Exercise: List each line of the data that holds the string "plaid".

BEGIN Supplied information

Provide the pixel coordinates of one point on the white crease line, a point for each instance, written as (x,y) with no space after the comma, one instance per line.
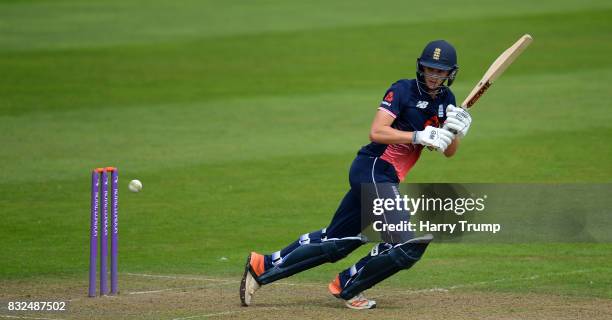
(177,277)
(170,289)
(437,289)
(24,317)
(162,276)
(224,313)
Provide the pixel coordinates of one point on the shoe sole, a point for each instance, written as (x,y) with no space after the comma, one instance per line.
(247,268)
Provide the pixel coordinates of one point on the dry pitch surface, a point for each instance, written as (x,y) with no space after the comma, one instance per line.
(197,297)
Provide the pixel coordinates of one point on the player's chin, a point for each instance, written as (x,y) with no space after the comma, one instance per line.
(432,86)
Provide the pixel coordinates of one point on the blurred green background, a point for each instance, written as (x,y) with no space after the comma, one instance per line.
(241,119)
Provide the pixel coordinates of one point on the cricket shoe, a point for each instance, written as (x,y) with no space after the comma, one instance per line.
(358,302)
(254,267)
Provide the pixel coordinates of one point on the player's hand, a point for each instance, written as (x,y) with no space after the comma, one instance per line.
(438,138)
(458,120)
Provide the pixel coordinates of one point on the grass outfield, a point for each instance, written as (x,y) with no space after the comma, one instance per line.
(241,122)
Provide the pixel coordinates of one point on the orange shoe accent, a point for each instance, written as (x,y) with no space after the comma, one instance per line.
(334,287)
(257,263)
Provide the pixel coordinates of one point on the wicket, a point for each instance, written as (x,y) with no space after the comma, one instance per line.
(93,238)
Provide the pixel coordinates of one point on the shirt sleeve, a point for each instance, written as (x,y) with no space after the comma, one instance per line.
(390,102)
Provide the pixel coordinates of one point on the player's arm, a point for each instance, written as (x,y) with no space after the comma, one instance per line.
(382,132)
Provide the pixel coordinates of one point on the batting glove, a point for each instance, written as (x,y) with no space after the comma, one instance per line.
(458,120)
(438,138)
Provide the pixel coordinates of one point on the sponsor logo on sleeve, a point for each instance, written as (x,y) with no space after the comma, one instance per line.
(422,104)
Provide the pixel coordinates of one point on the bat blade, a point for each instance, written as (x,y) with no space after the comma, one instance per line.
(496,69)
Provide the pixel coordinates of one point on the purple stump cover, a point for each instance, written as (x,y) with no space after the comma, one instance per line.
(104,236)
(93,232)
(114,229)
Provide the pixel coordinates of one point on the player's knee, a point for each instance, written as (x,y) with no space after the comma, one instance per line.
(407,254)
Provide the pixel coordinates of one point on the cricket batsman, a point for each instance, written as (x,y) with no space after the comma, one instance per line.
(414,113)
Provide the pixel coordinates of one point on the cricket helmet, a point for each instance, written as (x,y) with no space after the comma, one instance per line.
(441,55)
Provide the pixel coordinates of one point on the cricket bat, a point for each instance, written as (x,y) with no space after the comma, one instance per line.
(496,69)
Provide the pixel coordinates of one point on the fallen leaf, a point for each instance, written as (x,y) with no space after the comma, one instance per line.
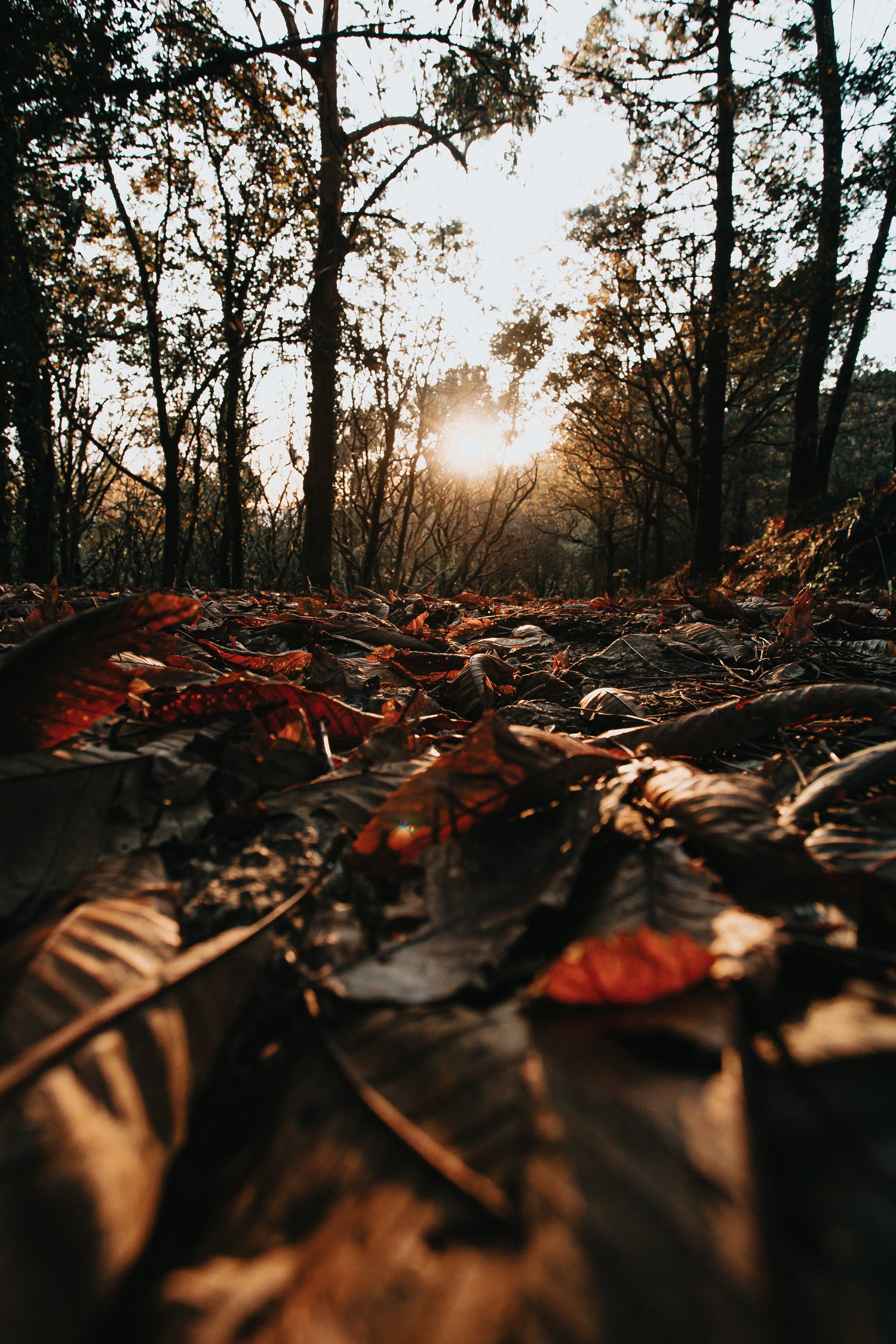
(480,891)
(276,664)
(87,1148)
(467,785)
(61,680)
(627,968)
(241,695)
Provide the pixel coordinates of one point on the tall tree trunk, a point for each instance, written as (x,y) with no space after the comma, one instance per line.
(409,498)
(33,417)
(659,533)
(231,556)
(326,315)
(379,496)
(26,351)
(840,394)
(168,441)
(707,534)
(6,503)
(824,272)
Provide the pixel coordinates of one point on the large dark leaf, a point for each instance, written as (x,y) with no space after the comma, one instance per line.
(469,784)
(650,1103)
(62,811)
(60,815)
(821,1089)
(855,775)
(85,1149)
(730,820)
(480,893)
(61,680)
(473,690)
(726,725)
(272,664)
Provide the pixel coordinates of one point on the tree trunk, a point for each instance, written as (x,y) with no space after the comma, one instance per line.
(379,496)
(659,533)
(231,557)
(840,394)
(326,316)
(824,272)
(168,443)
(23,330)
(707,538)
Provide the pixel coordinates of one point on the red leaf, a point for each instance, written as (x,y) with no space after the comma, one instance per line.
(797,622)
(61,680)
(277,664)
(627,968)
(241,695)
(462,788)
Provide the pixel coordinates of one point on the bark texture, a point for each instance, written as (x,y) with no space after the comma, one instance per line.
(824,272)
(708,520)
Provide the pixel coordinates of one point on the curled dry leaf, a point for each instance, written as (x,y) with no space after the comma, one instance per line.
(61,680)
(627,968)
(241,695)
(464,787)
(727,725)
(797,622)
(274,664)
(855,775)
(85,1149)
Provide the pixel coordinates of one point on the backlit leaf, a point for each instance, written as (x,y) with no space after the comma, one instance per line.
(61,680)
(627,968)
(467,785)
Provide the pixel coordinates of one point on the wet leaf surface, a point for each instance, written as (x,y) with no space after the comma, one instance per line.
(675,815)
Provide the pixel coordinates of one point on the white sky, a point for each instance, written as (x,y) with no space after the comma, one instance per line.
(516,218)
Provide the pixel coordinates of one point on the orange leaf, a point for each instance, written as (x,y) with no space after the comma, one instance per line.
(278,664)
(797,621)
(61,680)
(241,695)
(462,788)
(627,968)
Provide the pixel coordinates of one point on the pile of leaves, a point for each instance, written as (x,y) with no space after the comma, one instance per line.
(855,546)
(410,969)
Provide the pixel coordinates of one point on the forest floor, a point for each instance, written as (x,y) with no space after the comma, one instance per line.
(468,969)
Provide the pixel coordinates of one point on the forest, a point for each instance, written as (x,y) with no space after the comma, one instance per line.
(195,225)
(448,673)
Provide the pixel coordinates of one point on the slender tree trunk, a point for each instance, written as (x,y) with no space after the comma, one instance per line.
(659,533)
(840,394)
(26,351)
(379,496)
(6,504)
(231,556)
(824,272)
(409,503)
(707,538)
(33,416)
(326,316)
(168,443)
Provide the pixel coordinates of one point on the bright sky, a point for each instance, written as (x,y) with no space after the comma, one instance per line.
(516,218)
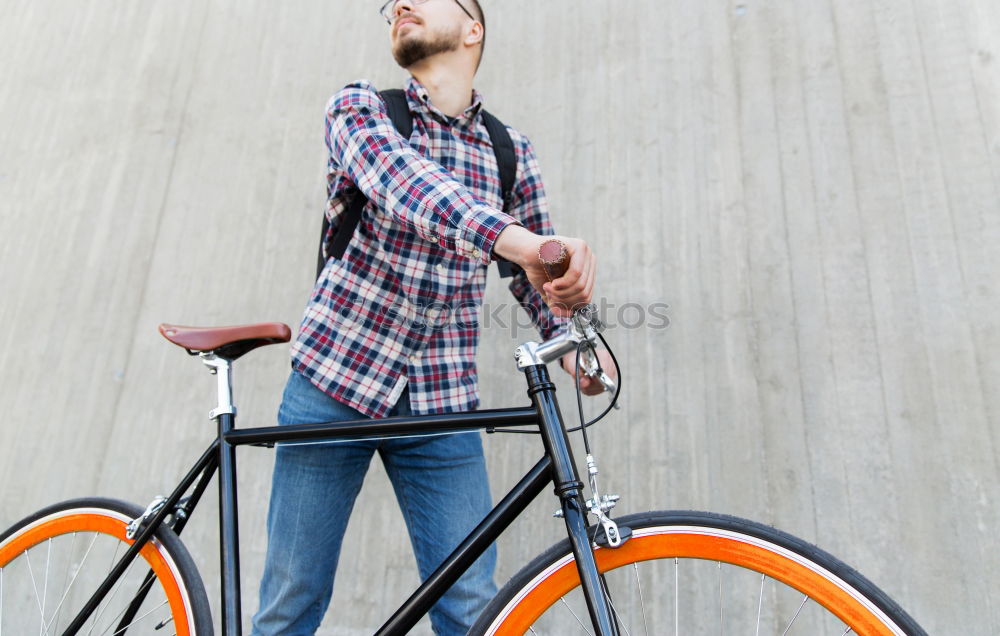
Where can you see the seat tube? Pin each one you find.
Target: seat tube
(569, 489)
(225, 415)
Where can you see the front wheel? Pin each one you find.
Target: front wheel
(52, 561)
(698, 573)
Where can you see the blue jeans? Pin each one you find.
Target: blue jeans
(442, 490)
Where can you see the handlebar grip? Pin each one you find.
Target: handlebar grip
(554, 256)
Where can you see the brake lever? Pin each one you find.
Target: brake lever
(591, 368)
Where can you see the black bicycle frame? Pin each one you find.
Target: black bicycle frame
(556, 466)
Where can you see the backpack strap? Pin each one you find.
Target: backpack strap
(503, 148)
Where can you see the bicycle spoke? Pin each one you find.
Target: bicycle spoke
(582, 626)
(75, 575)
(642, 603)
(760, 602)
(722, 622)
(142, 591)
(45, 584)
(31, 573)
(106, 601)
(797, 612)
(117, 588)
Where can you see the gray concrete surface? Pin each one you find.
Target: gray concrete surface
(811, 187)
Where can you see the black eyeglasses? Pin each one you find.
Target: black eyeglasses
(388, 10)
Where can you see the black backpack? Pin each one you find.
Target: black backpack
(399, 112)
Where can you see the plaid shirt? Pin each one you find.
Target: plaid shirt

END Supplied information

Solved exercise:
Where can you see the plaid shirt? Pin each one you find.
Target: plaid shirt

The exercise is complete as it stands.